Problem to work on.
Output only the lines from the one holding "of the sandy" to the end of the data below, please, copied exactly.

Input for this task.

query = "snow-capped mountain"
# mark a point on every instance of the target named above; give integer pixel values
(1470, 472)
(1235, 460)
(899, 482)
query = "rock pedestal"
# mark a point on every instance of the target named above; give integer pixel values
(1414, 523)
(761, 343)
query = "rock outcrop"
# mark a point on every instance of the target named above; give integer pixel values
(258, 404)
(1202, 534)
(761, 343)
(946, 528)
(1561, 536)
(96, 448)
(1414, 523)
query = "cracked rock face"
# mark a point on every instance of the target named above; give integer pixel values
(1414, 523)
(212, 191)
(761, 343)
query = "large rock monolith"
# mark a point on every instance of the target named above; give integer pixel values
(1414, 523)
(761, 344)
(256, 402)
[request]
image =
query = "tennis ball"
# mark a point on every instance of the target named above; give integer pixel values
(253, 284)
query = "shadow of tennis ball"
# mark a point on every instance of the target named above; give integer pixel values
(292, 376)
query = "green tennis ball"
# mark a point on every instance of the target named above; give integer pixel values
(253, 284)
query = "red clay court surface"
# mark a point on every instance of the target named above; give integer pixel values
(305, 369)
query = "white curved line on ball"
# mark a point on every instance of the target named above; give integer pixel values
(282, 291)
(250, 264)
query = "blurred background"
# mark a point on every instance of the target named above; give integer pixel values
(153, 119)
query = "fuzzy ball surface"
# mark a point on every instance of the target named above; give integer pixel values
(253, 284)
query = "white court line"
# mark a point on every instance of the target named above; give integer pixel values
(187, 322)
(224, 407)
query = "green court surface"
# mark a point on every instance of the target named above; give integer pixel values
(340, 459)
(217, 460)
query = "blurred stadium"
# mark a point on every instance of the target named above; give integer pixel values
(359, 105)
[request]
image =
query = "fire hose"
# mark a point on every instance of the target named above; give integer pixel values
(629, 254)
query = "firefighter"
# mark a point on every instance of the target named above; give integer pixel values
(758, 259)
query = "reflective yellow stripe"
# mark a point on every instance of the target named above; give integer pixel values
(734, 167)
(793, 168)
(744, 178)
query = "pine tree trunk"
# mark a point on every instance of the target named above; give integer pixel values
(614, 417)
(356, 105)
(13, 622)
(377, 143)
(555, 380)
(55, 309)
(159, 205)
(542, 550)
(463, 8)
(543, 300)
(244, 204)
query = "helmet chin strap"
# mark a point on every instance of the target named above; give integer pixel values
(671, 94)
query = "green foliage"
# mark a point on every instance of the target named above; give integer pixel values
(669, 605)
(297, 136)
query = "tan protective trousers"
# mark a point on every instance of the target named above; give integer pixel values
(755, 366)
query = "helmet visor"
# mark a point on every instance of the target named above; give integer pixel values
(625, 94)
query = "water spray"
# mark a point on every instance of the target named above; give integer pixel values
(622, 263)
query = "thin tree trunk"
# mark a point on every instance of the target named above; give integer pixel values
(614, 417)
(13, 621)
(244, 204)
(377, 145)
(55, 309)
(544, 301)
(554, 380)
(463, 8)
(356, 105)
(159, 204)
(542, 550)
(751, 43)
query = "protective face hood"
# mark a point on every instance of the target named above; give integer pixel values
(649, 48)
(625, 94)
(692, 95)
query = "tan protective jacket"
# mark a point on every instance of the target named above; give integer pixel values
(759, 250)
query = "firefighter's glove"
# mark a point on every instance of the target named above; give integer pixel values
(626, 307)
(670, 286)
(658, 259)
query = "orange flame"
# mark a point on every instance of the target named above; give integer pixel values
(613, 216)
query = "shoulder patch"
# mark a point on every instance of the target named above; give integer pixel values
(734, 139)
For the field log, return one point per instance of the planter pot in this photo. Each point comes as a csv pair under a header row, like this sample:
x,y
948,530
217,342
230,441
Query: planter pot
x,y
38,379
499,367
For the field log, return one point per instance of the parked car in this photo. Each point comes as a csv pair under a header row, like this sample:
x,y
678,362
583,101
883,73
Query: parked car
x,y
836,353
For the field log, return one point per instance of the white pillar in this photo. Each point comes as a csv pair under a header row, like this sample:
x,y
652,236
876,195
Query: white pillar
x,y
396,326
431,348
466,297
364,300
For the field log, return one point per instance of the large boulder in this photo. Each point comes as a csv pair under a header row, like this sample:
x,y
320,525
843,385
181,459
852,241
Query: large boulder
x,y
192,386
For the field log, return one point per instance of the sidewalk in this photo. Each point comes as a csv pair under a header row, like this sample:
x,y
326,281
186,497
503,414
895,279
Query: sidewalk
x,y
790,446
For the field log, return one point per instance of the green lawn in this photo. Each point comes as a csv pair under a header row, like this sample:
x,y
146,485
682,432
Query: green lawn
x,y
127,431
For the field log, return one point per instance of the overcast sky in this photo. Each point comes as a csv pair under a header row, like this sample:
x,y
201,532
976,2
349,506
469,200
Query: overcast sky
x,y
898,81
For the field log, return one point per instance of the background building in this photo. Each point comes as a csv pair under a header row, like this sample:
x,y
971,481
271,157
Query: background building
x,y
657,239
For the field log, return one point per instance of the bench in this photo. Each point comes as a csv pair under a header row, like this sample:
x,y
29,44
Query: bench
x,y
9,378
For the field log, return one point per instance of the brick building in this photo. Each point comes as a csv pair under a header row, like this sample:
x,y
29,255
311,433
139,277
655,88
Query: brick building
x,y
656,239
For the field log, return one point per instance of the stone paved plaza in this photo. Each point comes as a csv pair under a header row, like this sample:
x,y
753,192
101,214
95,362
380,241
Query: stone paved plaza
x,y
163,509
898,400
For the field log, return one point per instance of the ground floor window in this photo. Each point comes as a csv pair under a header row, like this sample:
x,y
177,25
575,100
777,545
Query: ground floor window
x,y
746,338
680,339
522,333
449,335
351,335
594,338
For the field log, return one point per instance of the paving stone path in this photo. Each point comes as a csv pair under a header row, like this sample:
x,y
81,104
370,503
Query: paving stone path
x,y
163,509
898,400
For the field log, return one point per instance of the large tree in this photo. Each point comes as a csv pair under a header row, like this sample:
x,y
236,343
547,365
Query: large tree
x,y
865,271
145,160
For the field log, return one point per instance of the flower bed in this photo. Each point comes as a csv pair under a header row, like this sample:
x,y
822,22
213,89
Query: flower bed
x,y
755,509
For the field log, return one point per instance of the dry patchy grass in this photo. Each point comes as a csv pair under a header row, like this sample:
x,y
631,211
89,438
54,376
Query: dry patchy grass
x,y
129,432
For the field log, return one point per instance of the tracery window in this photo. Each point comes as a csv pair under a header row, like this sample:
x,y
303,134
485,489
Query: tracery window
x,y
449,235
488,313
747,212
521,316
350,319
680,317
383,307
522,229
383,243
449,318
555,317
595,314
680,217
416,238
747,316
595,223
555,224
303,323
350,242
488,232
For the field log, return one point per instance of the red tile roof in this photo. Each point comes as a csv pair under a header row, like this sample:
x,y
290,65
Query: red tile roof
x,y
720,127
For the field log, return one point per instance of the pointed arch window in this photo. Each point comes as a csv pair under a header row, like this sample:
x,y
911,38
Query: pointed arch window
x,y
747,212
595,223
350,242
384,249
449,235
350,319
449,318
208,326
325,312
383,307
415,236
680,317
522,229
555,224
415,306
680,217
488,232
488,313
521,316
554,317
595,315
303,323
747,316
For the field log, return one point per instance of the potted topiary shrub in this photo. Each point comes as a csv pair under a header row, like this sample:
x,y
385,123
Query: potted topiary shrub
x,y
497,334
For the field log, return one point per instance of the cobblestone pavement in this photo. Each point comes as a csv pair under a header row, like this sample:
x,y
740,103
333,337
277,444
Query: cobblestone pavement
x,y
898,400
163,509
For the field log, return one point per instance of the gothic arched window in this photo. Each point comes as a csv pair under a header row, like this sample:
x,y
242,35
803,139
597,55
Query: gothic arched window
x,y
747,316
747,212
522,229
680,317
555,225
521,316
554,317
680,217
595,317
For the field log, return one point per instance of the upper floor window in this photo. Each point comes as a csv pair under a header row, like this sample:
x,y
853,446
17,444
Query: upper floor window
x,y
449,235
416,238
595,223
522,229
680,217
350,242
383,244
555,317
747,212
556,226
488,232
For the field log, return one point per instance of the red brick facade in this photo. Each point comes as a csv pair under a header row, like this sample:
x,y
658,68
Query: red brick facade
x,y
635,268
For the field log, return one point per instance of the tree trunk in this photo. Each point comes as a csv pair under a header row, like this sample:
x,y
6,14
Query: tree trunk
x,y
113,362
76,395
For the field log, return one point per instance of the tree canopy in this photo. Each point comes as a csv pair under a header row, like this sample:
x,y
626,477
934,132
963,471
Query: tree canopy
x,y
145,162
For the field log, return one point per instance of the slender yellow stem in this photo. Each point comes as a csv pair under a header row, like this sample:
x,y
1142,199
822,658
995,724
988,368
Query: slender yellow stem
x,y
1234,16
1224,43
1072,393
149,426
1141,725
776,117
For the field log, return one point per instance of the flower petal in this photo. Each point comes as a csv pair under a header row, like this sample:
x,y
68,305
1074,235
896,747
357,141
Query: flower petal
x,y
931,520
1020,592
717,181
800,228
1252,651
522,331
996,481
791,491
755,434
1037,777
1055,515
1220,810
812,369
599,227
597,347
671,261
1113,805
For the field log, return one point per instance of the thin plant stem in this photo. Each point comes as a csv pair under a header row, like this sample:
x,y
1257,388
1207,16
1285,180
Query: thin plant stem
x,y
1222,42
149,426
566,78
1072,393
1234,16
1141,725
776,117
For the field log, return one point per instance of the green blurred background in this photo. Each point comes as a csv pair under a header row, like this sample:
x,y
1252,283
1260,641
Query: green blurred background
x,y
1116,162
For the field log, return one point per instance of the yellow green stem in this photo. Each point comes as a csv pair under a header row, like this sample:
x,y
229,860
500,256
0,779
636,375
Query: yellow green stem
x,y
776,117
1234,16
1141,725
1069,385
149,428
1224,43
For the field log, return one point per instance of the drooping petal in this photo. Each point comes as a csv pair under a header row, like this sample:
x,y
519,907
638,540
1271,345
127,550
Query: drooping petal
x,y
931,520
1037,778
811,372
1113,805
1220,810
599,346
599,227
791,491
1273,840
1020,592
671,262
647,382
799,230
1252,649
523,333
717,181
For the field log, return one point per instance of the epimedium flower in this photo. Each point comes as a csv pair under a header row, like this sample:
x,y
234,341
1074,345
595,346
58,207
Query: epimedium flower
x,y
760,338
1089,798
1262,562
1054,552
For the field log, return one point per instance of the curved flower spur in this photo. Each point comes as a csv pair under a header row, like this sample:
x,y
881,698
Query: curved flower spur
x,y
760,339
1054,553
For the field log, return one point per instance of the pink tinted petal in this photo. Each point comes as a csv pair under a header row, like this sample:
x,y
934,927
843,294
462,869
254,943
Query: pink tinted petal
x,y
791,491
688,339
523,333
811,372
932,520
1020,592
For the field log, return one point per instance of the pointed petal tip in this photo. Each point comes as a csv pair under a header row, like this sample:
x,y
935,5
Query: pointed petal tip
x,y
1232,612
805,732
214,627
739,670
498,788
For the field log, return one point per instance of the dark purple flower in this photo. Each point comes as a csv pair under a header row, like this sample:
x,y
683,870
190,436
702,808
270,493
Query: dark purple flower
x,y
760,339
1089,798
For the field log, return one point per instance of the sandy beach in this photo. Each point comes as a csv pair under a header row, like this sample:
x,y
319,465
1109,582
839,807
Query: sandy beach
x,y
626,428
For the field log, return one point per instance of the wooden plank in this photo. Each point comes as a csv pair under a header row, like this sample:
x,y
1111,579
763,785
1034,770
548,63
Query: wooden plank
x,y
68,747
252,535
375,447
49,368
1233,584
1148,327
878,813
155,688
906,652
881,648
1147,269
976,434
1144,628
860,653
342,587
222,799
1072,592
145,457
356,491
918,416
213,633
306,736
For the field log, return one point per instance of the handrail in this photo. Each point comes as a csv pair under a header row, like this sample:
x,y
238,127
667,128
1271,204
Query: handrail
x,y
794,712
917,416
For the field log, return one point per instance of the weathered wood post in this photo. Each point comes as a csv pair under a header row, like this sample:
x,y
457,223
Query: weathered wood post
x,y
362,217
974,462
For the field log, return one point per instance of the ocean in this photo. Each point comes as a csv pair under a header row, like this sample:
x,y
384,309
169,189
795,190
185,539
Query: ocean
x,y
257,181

Task response.
For the field log, return one point per instance of the sandy beach in this photo. Each point comes as a csv pair under a header row, like this sample:
x,y
319,465
1109,582
839,807
Query: sandy beach
x,y
626,428
For the field log, return one point per instance of the wooden plank in this photo. Each point comes as a csv pair under a header row, like this sample:
x,y
1111,579
763,785
1034,770
548,63
Query: wooden plank
x,y
68,747
252,535
375,447
49,368
1233,584
1148,327
878,813
155,688
906,652
881,648
1147,269
976,434
1144,628
860,653
342,587
222,799
1072,592
145,457
356,491
918,416
213,633
306,736
For the field log, return one point per instance of the handrail in this photo. Each point comes as a csv pair under a header row, like this sample:
x,y
238,127
667,128
1271,204
Query: handrail
x,y
794,712
917,416
For the field log, return one point per instance of the weathered wood post in this photo. Each point comes as a csv pair under a header row, like this sample:
x,y
457,223
Query: weathered wood post
x,y
362,217
974,462
For the field log, return one point per instance of the ocean in this photo. Each point comes as a csv pair under a header row, like this sample:
x,y
384,309
169,189
795,190
185,539
Query: ocean
x,y
257,181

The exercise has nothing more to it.